===== RECORDS SUPPLIED =====
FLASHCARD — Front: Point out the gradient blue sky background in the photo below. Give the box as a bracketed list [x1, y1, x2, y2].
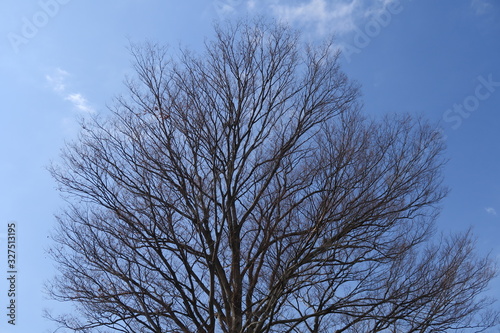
[0, 0, 500, 333]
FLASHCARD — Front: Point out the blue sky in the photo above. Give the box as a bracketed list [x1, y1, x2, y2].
[0, 0, 500, 333]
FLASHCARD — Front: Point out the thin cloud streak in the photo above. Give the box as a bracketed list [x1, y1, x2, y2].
[45, 68, 95, 113]
[484, 207, 497, 216]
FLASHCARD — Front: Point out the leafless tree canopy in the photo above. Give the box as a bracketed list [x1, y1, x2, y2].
[49, 22, 498, 333]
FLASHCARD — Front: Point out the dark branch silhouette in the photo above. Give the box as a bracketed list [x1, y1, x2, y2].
[49, 22, 498, 333]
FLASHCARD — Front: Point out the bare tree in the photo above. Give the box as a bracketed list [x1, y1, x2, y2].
[49, 22, 498, 333]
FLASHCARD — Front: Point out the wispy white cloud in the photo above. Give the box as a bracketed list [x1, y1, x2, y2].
[45, 68, 69, 93]
[484, 207, 497, 216]
[45, 68, 95, 113]
[65, 93, 95, 113]
[271, 0, 360, 34]
[471, 0, 493, 15]
[270, 0, 400, 35]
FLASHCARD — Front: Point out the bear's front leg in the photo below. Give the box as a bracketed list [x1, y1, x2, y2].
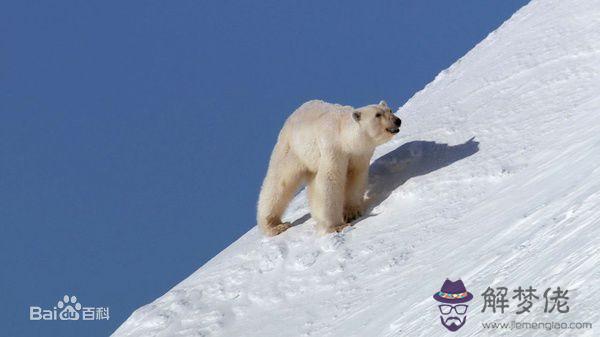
[309, 155, 349, 234]
[344, 158, 369, 222]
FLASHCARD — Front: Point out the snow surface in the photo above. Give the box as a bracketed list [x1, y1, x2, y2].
[114, 0, 600, 337]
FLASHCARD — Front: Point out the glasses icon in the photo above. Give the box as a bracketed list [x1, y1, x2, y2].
[438, 304, 469, 315]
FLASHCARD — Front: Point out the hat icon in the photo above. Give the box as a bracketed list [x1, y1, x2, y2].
[433, 279, 473, 304]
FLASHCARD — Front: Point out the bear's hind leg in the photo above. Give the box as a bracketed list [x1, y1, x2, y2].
[257, 149, 304, 236]
[309, 156, 349, 234]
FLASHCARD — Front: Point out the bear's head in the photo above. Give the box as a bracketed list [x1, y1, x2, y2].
[352, 101, 402, 145]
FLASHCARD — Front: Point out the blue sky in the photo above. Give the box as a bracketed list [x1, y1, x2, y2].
[0, 0, 527, 336]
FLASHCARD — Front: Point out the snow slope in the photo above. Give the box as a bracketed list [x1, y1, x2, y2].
[114, 0, 600, 337]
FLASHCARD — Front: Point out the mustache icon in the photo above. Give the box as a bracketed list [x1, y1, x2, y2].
[440, 316, 467, 331]
[444, 316, 462, 325]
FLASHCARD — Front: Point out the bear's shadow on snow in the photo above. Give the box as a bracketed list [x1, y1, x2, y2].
[292, 137, 479, 226]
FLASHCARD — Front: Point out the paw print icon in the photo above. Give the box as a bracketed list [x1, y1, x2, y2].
[56, 295, 81, 321]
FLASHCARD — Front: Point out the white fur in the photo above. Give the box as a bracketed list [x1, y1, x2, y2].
[257, 101, 397, 235]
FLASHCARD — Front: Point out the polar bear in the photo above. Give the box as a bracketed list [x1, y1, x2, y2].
[257, 100, 401, 236]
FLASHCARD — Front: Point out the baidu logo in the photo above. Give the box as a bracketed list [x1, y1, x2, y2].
[29, 295, 110, 321]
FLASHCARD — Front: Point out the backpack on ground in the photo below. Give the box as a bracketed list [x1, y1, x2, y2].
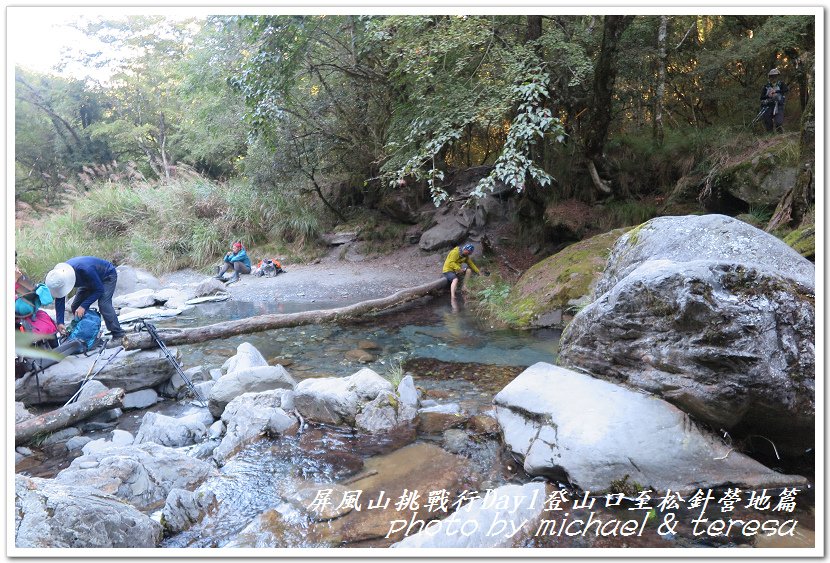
[67, 309, 101, 350]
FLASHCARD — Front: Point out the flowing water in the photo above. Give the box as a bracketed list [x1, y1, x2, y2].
[16, 298, 815, 548]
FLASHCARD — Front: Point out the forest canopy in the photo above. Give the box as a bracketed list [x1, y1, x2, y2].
[14, 15, 815, 215]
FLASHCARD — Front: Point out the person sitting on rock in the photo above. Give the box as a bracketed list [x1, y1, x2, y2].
[215, 241, 251, 285]
[443, 243, 481, 300]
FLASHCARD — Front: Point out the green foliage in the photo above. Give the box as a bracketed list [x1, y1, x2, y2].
[15, 179, 328, 279]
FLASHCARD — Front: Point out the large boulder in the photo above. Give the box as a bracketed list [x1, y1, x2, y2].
[559, 215, 815, 454]
[55, 443, 216, 511]
[14, 475, 162, 549]
[114, 265, 161, 295]
[15, 348, 178, 406]
[493, 362, 806, 493]
[294, 368, 393, 426]
[213, 389, 299, 464]
[507, 229, 626, 328]
[703, 138, 799, 211]
[418, 208, 469, 252]
[208, 365, 297, 417]
[134, 412, 207, 448]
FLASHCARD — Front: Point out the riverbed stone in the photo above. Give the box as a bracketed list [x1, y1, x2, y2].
[493, 362, 806, 494]
[559, 215, 815, 455]
[113, 264, 161, 296]
[14, 475, 162, 548]
[222, 342, 268, 373]
[135, 411, 207, 448]
[15, 348, 178, 406]
[161, 485, 217, 533]
[66, 436, 92, 452]
[112, 288, 156, 309]
[14, 401, 35, 424]
[123, 389, 159, 410]
[213, 389, 299, 465]
[390, 483, 546, 548]
[294, 368, 392, 426]
[308, 443, 476, 547]
[355, 392, 418, 433]
[55, 443, 216, 510]
[208, 366, 297, 417]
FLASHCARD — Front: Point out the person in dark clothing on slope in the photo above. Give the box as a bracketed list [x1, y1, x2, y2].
[761, 68, 790, 133]
[46, 256, 126, 342]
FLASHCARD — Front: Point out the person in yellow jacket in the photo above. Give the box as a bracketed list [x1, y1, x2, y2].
[443, 244, 481, 300]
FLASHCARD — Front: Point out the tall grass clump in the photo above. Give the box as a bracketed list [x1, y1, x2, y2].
[15, 176, 330, 279]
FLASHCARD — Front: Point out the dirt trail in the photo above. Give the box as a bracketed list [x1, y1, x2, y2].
[160, 245, 452, 303]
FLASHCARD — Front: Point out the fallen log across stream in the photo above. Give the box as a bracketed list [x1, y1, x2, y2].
[123, 277, 447, 350]
[14, 388, 124, 446]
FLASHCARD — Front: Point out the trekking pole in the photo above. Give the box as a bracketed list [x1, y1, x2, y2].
[63, 343, 107, 406]
[137, 319, 207, 407]
[63, 346, 124, 406]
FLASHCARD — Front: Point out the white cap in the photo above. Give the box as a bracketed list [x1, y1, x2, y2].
[46, 262, 75, 299]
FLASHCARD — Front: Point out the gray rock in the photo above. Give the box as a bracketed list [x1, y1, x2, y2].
[222, 342, 268, 373]
[355, 392, 418, 433]
[15, 348, 178, 405]
[208, 365, 297, 417]
[559, 216, 815, 454]
[14, 401, 35, 424]
[135, 412, 207, 448]
[390, 483, 546, 548]
[213, 389, 293, 465]
[111, 430, 134, 446]
[124, 389, 159, 409]
[208, 420, 225, 439]
[594, 215, 815, 299]
[14, 475, 162, 548]
[418, 214, 467, 251]
[113, 265, 161, 296]
[294, 368, 392, 425]
[112, 289, 156, 309]
[55, 443, 216, 510]
[493, 362, 806, 493]
[161, 487, 216, 533]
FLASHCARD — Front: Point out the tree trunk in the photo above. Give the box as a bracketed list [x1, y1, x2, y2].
[585, 15, 634, 191]
[766, 102, 816, 233]
[14, 388, 124, 446]
[654, 16, 669, 145]
[123, 277, 447, 350]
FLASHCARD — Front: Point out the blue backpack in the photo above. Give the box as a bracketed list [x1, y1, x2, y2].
[67, 309, 101, 350]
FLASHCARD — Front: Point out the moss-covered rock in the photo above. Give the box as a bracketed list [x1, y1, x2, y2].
[784, 224, 816, 260]
[507, 228, 628, 328]
[705, 134, 798, 211]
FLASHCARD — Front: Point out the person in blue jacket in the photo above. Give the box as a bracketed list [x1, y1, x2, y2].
[215, 241, 251, 285]
[46, 256, 126, 342]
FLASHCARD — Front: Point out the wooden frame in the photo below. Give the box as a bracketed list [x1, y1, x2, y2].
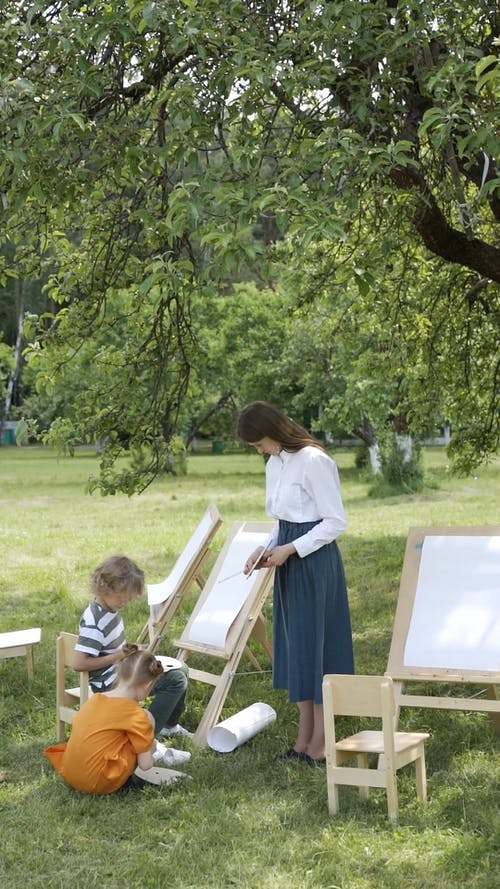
[323, 673, 429, 822]
[137, 503, 222, 652]
[175, 522, 274, 747]
[0, 627, 42, 680]
[56, 633, 91, 741]
[386, 525, 500, 713]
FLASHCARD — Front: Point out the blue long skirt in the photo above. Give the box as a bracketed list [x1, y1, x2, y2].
[273, 520, 354, 704]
=====
• _WHAT THE TASK REQUIRES_
Format every line from the one containing "FLASHCARD — Front: Point out the person in yellow" through the one containing "[705, 134, 798, 211]" as a JSON list of strings, one string per line, with blank lines omitted.

• _RESULT FOR THIS EXERCISE_
[
  "FLASHCARD — Front: Point out the person in yellow jacket in the photo above. Give the box as a bracketed list [x1, y1, x2, y2].",
  "[443, 244, 481, 300]",
  "FLASHCARD — Front: Point out the tall grass clump in the photo above. Give the box as a bracketed list [x1, y1, x2, y2].",
  "[15, 176, 330, 279]",
  "FLASHCARD — Front: Point out the dirt trail in the photo above. Give the box as a bracketed list [x1, y1, x2, y2].",
  "[160, 245, 452, 303]",
  "FLASHCARD — Front: Point out the fallen log across stream in the photo above. Give the box as a bracketed list [x1, y1, x2, y2].",
  "[123, 277, 447, 350]",
  "[14, 388, 124, 446]",
  "FLASHCARD — Front: Point out the trekking pole in the photo above. Give the box as a bracketed list [x1, y1, x2, y2].",
  "[63, 343, 107, 406]",
  "[137, 319, 207, 407]",
  "[63, 346, 124, 406]",
  "FLASHCARD — Front: Point out the white cap in the photo above. Give the box as a bracketed list [x1, y1, x2, y2].",
  "[46, 262, 75, 299]",
  "FLASHCARD — Front: Point out the gray rock in the photo above. Give the box as a bracketed list [x1, y1, x2, y2].",
  "[222, 342, 268, 373]",
  "[355, 392, 418, 433]",
  "[15, 348, 178, 405]",
  "[208, 365, 297, 417]",
  "[559, 216, 815, 454]",
  "[14, 401, 35, 424]",
  "[135, 412, 207, 448]",
  "[390, 483, 546, 548]",
  "[213, 389, 293, 465]",
  "[111, 430, 134, 446]",
  "[124, 389, 159, 409]",
  "[208, 420, 225, 439]",
  "[594, 215, 815, 299]",
  "[14, 475, 162, 548]",
  "[418, 214, 467, 251]",
  "[113, 265, 161, 296]",
  "[294, 368, 392, 425]",
  "[112, 289, 156, 309]",
  "[55, 443, 216, 510]",
  "[493, 362, 806, 493]",
  "[161, 487, 216, 533]",
  "FLASHCARD — Front: Point out the tree trunk in the photo above. Give the box as a bracketed list [x1, y1, x2, y2].",
  "[585, 15, 634, 191]",
  "[766, 102, 816, 233]",
  "[14, 388, 124, 446]",
  "[654, 16, 669, 145]",
  "[123, 277, 447, 350]",
  "FLASHCARD — Front: Point out the blue backpack in the photo above. Give the box as a bracketed list [x1, y1, x2, y2].",
  "[67, 309, 101, 350]",
  "FLASHCARD — Front: Point out the moss-covered rock in the photo above. Give the box as a bracketed list [x1, y1, x2, y2].",
  "[784, 224, 816, 260]",
  "[507, 228, 628, 328]",
  "[705, 134, 798, 211]"
]